:: Instruction ::
Reproduce all of the lines below verbatim, leaving out the picture.

:: Items ::
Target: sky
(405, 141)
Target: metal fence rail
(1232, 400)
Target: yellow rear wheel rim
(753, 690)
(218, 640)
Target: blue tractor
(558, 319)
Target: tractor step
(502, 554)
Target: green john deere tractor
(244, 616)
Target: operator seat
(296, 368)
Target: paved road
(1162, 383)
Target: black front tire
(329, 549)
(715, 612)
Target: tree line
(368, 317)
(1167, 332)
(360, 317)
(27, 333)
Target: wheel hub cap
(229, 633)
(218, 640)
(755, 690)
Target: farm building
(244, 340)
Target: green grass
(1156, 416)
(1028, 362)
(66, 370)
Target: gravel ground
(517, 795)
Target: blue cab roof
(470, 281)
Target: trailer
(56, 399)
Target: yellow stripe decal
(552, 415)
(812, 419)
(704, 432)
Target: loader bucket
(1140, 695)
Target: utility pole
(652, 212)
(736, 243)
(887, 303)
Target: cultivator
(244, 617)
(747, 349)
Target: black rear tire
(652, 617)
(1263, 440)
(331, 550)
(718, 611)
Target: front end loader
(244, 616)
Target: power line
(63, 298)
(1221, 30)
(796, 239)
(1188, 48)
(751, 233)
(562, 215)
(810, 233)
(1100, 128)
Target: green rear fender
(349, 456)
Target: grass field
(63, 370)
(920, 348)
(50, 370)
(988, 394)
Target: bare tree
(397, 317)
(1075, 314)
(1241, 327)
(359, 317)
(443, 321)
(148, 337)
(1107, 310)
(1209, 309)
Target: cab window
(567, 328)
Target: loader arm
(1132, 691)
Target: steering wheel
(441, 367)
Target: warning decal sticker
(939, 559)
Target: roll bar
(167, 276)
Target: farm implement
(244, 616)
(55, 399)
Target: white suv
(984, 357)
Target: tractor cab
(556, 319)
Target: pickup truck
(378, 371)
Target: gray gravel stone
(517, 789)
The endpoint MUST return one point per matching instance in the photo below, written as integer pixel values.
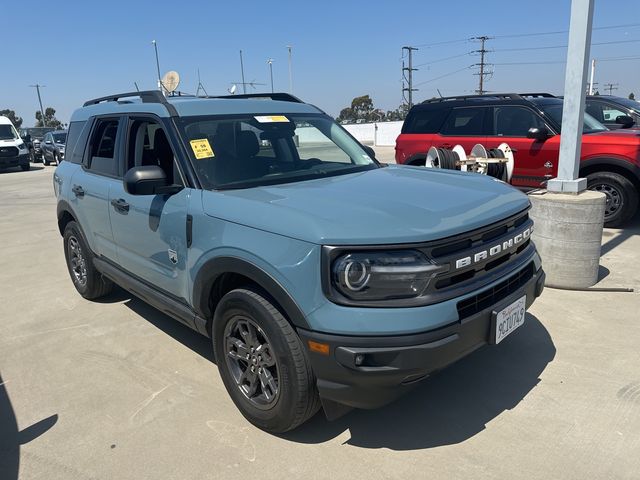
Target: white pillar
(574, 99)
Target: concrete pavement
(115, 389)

:: Exercise answer ::
Target: sky
(405, 141)
Target: metal fence rail
(1232, 400)
Target: yellow rear wheel rim
(753, 690)
(218, 640)
Target: blue tractor
(558, 319)
Target: tractor step
(502, 554)
Target: green john deere tractor
(244, 616)
Target: operator seat
(296, 368)
Target: paved road
(1162, 383)
Target: black front tire
(329, 549)
(715, 612)
Target: tree line
(368, 317)
(1167, 332)
(360, 317)
(27, 333)
Target: wheel hub cap
(229, 633)
(218, 640)
(755, 690)
Target: farm building
(244, 340)
Target: green grass
(1156, 416)
(1028, 362)
(66, 370)
Target: gravel ground
(517, 795)
Target: blue cab roof
(470, 281)
Target: trailer
(56, 399)
Target: yellow stripe decal
(552, 415)
(812, 419)
(704, 432)
Target: loader bucket
(1140, 695)
Target: utility pole
(652, 212)
(736, 243)
(887, 303)
Target: cultivator
(244, 617)
(747, 349)
Target: black rear tire
(652, 617)
(1263, 440)
(331, 550)
(718, 611)
Target: front end loader
(244, 616)
Target: power line
(63, 298)
(1221, 30)
(796, 239)
(1188, 48)
(751, 233)
(562, 215)
(810, 233)
(1100, 128)
Target: green rear fender
(349, 456)
Target: grass field
(63, 370)
(920, 348)
(50, 370)
(988, 394)
Target: bare tree
(397, 317)
(1075, 314)
(1241, 327)
(359, 317)
(443, 321)
(148, 337)
(1107, 310)
(1209, 309)
Target: cab window
(567, 328)
Target: loader arm
(1132, 691)
Target: steering wheel
(441, 367)
Target: warning decal sticker
(939, 559)
Target: roll bar
(167, 276)
Target: farm implement
(244, 616)
(55, 399)
Target: white suv
(984, 357)
Target: tractor cab
(556, 319)
Target: pickup truck
(378, 371)
Target: gray gravel stone
(517, 789)
The endpoint MUST return one point per matching instance in the photo below, written as integer pixel values.
Target: white pillar
(574, 99)
Target: concrete pavement
(115, 389)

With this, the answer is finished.